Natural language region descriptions
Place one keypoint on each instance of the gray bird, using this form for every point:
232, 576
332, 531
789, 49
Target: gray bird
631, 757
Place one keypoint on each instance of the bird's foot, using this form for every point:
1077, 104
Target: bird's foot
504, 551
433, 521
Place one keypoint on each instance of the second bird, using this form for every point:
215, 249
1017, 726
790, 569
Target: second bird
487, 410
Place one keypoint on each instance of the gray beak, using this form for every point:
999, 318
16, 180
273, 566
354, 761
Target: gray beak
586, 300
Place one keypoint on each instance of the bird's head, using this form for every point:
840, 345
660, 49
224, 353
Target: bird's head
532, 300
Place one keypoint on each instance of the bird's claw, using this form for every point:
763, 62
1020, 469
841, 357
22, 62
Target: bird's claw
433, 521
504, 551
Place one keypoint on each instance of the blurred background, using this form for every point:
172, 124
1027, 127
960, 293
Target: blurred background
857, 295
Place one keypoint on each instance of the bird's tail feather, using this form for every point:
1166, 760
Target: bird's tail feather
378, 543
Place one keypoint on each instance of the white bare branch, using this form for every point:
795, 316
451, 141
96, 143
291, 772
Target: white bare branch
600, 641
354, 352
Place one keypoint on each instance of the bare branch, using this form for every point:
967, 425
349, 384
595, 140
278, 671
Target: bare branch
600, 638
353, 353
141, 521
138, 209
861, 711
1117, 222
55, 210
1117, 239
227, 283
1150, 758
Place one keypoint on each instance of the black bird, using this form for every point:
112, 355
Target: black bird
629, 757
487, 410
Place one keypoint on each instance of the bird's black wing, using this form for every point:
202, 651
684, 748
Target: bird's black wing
==
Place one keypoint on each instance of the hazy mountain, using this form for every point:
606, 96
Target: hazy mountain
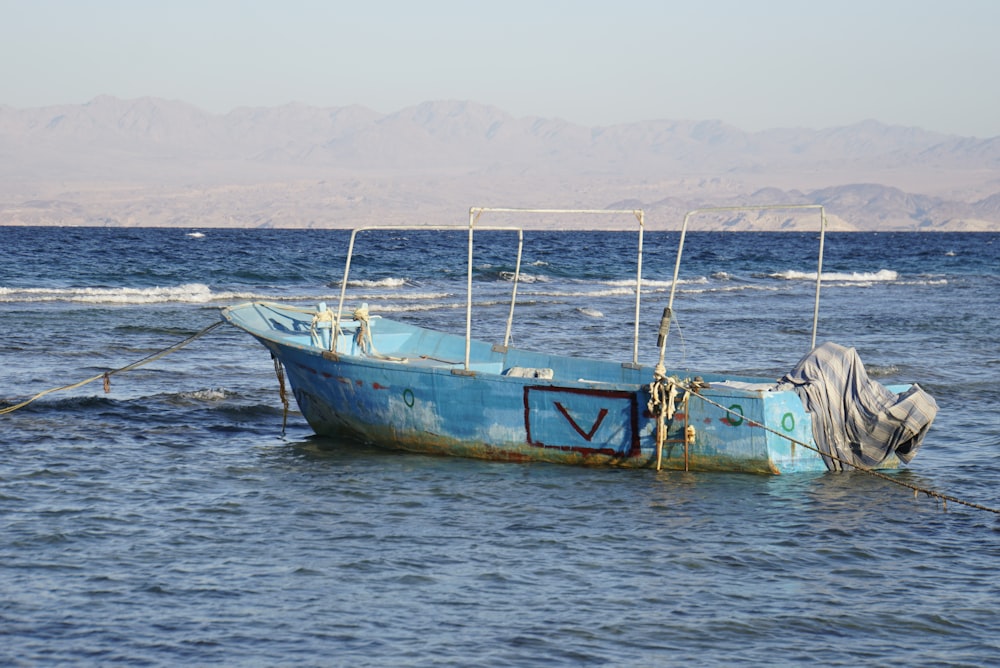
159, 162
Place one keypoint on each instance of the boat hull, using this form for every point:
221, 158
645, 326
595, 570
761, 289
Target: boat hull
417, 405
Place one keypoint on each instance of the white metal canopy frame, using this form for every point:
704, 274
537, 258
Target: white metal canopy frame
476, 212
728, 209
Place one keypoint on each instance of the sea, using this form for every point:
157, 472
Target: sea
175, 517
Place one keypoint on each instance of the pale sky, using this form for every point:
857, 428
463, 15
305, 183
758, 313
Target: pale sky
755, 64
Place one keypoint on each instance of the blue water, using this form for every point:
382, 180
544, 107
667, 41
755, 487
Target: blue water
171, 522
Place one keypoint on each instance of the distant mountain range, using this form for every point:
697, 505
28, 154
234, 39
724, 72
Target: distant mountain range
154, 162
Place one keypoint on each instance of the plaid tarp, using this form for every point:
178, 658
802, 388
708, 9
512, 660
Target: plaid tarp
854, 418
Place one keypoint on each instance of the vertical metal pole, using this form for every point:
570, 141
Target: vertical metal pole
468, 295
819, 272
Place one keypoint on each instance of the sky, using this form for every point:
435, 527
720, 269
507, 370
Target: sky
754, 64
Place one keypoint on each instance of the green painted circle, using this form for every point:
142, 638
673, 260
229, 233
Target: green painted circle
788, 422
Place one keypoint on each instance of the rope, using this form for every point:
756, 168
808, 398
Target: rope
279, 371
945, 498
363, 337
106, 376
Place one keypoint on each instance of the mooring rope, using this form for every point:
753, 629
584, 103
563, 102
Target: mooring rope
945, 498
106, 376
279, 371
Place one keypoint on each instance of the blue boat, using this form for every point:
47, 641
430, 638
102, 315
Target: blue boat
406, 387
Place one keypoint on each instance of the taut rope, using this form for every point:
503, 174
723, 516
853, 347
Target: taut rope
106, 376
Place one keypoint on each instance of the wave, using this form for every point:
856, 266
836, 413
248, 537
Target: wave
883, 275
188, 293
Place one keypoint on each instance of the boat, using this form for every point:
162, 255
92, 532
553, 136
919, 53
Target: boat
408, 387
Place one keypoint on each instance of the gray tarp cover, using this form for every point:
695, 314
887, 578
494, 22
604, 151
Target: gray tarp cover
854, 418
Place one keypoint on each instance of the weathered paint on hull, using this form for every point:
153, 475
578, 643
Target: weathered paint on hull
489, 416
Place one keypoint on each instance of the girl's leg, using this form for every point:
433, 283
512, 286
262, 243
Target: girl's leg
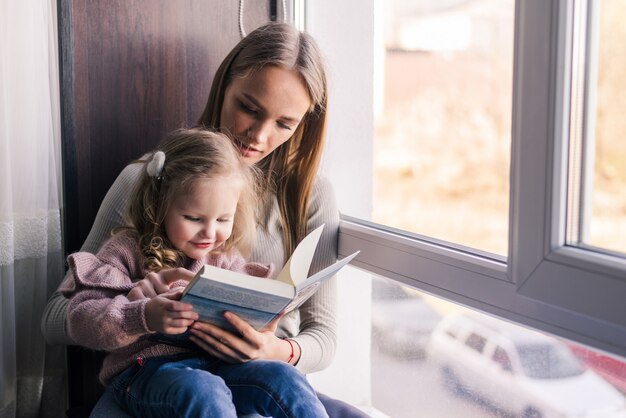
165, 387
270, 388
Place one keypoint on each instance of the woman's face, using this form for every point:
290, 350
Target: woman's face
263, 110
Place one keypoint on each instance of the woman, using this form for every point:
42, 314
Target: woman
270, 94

TO DO:
Reproduce each line of the records in which "wing" appears.

EXERCISE ANSWER:
Place one keypoint on each instance of the bird's black wing, using this form for every point:
Target: bird's black wing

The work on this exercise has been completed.